### 課題 1
本文抜粋の「サラリーマンを辞めて、念願の」から「(後藤久美子)の姿があった。」まで(両端を含む)をもう一度書き、その中の「草団子屋」を「和菓子屋」に置き換えてください。

--- 本文抜粋 ---

サラリーマンを辞めて、念願の小説家になった満男(吉岡秀隆)は、中学三年生の娘ユリ(桜田ひより)とマンションで二人暮らし。
最新作の評判は良く、出版社の担当編集・高野(池脇千鶴)からも次回作の執筆を薦められるが、いまいち乗り気になれないでいた。
亡くなった妻の七回忌の法要で、久々に葛飾の実家を訪れた満男。
柴又帝釈天の参道にある、親戚が営んでいた草団子屋「くるまや」は新しくカフェに生まれ変わった。
その裏手にある昔のままの住居に、母・さくら(倍賞千恵子)と父・博(前田吟)が暮らしている。
満男は 法事の後、両親や親戚、付き合いの長い近所の人々と昔話に花を咲かす。
それは、騒々しくて楽しかった伯父・寅次郎 (渥美清)との日々。
あの寅さんへの想いが蘇る―。
日本中を旅していて、破天荒で変わり者、でも、いつも優しく味方でいてくれた寅さん。
長い間彼に会えず、大人になった満男の心には大きな穴がぽっかりと空いていた。
書店で行われた満男のサイン会。
その列に並ぶ人々の中に、かつて結婚の約束までした初恋の人・イズミ(後藤久美子)の姿があった。
彼女は現在、海外でUNHCR(国連難民高等弁務官事務所)の職員となり、夫と二人の子供と暮らしているが、仕事で来日中に偶然サイン会を知って訪れたのだった。
驚きながらも、再会を喜ぶ満男は「会わせたい人がいる」と小さなジャズ喫茶にイズミを連れていく。

--- 保存記録 ---

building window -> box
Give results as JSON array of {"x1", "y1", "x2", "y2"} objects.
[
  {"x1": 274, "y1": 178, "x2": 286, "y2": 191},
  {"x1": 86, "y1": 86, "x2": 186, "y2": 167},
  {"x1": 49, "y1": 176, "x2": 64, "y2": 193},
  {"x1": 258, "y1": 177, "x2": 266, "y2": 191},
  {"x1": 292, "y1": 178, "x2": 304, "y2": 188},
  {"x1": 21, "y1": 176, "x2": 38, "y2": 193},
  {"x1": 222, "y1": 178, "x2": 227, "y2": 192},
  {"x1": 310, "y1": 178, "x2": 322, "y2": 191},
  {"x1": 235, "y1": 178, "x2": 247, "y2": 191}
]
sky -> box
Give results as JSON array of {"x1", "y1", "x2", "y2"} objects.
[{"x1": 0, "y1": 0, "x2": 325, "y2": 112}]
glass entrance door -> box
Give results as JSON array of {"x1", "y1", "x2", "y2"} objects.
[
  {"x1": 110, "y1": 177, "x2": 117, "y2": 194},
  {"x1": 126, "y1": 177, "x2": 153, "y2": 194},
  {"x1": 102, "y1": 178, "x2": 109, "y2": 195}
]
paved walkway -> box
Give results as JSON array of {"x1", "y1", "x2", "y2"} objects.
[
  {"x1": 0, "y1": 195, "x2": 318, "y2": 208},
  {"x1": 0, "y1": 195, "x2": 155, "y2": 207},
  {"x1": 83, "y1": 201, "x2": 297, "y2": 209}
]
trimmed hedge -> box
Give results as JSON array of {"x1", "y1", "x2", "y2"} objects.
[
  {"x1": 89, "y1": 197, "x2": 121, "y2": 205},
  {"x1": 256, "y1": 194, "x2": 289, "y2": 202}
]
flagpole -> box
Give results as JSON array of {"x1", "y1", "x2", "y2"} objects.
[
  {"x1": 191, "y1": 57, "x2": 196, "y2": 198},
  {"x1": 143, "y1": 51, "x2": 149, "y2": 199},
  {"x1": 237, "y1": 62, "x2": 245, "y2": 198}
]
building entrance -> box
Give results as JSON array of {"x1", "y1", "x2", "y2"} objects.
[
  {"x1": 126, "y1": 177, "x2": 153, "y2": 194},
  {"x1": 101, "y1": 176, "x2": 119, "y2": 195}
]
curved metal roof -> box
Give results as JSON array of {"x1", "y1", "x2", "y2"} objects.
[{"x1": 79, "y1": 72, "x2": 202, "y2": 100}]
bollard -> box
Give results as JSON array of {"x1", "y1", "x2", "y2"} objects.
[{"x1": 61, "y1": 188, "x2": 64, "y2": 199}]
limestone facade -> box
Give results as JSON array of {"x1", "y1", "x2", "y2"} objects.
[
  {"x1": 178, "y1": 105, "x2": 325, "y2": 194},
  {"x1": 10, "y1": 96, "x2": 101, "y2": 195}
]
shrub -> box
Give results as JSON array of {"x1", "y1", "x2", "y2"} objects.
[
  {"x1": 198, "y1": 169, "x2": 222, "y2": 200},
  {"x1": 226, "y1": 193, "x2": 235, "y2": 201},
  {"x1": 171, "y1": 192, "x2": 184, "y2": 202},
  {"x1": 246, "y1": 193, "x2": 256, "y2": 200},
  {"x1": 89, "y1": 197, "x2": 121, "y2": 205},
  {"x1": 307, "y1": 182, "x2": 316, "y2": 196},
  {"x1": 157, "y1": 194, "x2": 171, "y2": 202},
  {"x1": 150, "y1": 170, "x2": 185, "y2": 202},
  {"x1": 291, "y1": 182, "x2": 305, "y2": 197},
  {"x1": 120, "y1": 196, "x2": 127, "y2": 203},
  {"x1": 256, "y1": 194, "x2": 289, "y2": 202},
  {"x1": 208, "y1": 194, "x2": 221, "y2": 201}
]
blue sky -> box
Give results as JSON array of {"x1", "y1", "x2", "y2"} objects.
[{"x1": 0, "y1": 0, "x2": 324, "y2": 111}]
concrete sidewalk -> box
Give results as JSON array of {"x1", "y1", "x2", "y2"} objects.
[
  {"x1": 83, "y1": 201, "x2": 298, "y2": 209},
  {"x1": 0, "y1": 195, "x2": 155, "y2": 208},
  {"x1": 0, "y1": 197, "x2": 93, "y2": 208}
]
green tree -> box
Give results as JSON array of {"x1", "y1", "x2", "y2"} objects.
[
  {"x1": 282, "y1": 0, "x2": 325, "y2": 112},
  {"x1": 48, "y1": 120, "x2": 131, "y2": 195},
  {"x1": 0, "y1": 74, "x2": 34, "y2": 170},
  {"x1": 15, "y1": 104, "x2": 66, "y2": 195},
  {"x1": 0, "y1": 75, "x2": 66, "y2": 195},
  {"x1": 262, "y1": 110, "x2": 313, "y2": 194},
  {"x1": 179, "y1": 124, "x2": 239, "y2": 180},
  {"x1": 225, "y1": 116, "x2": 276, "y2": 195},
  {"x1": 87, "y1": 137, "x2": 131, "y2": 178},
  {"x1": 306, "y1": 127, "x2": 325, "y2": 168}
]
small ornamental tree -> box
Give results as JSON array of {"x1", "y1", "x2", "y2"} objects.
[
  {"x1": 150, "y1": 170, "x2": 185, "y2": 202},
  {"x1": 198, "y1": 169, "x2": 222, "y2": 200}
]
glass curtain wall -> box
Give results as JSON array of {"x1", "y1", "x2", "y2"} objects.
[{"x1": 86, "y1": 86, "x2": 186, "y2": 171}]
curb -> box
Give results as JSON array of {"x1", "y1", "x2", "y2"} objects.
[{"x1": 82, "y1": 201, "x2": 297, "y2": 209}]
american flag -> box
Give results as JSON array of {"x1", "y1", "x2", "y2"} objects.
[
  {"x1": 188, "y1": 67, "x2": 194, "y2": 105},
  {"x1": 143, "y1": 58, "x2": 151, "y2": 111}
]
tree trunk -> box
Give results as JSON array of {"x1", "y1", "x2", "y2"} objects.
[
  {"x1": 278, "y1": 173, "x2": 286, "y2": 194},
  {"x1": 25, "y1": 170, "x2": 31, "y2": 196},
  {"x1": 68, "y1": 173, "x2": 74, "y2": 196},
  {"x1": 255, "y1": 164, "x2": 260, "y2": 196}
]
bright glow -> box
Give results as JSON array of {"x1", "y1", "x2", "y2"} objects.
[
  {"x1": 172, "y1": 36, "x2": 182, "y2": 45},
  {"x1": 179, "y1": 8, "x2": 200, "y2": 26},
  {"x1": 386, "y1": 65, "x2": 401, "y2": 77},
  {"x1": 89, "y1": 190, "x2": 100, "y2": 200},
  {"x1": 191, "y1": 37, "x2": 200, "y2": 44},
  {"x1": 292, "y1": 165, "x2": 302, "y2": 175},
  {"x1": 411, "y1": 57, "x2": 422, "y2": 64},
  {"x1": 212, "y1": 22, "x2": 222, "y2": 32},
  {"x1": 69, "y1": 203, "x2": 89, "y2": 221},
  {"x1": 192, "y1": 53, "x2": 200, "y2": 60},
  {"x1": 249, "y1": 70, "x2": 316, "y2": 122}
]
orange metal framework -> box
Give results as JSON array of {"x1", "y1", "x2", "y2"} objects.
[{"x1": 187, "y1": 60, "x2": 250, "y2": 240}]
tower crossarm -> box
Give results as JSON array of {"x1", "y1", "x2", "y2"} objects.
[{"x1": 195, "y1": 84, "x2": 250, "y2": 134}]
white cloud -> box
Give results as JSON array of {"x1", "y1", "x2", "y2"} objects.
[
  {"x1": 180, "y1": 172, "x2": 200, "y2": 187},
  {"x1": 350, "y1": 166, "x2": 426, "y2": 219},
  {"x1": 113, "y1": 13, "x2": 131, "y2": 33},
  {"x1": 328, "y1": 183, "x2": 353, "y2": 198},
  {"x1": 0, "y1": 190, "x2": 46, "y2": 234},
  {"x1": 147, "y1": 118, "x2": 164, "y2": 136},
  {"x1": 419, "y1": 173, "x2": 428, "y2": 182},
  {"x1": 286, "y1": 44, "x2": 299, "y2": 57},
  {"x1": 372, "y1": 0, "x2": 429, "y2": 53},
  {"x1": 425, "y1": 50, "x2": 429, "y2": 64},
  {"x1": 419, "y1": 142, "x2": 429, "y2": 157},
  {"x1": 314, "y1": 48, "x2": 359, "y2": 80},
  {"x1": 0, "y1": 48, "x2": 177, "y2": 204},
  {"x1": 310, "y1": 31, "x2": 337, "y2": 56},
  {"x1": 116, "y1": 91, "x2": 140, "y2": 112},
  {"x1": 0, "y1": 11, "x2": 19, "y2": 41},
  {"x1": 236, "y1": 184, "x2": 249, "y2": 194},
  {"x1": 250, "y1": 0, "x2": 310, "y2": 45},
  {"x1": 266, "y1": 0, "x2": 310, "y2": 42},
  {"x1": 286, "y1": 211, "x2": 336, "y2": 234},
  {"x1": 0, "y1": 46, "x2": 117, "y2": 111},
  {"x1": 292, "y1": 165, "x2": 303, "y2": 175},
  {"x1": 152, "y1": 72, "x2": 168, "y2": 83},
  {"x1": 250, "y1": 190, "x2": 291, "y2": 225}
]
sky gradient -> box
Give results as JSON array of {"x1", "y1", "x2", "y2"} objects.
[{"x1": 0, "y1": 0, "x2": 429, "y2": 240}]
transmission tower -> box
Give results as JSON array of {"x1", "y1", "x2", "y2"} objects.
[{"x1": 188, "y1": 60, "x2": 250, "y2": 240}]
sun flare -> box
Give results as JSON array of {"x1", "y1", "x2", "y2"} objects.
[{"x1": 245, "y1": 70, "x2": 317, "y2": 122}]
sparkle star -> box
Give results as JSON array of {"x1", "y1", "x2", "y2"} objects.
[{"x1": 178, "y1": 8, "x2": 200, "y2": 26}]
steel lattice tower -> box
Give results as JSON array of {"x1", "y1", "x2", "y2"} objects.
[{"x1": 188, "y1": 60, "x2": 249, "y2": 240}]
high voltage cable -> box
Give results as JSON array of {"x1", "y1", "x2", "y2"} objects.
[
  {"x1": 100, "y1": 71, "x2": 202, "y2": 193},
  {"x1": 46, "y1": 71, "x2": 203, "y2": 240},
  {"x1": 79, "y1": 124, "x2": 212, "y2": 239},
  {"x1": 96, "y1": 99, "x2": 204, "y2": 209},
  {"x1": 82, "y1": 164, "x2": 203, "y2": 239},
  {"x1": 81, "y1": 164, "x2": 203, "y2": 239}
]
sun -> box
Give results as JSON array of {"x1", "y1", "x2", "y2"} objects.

---

### 課題 2
記録から、「glass」という文字列を含む行をすべて抜き出してください。

### 回答 1
サラリーマンを辞めて、念願の小説家になった満男(吉岡秀隆)は、中学三年生の娘ユリ(桜田ひより)とマンションで二人暮らし。
最新作の評判は良く、出版社の担当編集・高野(池脇千鶴)からも次回作の執筆を薦められるが、いまいち乗り気になれないでいた。
亡くなった妻の七回忌の法要で、久々に葛飾の実家を訪れた満男。
柴又帝釈天の参道にある、親戚が営んでいた和菓子屋「くるまや」は新しくカフェに生まれ変わった。
その裏手にある昔のままの住居に、母・さくら(倍賞千恵子)と父・博(前田吟)が暮らしている。
満男は 法事の後、両親や親戚、付き合いの長い近所の人々と昔話に花を咲かす。
それは、騒々しくて楽しかった伯父・寅次郎 (渥美清)との日々。
あの寅さんへの想いが蘇る―。
日本中を旅していて、破天荒で変わり者、でも、いつも優しく味方でいてくれた寅さん。
長い間彼に会えず、大人になった満男の心には大きな穴がぽっかりと空いていた。
書店で行われた満男のサイン会。
その列に並ぶ人々の中に、かつて結婚の約束までした初恋の人・イズミ(後藤久美子)の姿があった。

### 回答 2
glass entrance door -> box
glass curtain wall -> box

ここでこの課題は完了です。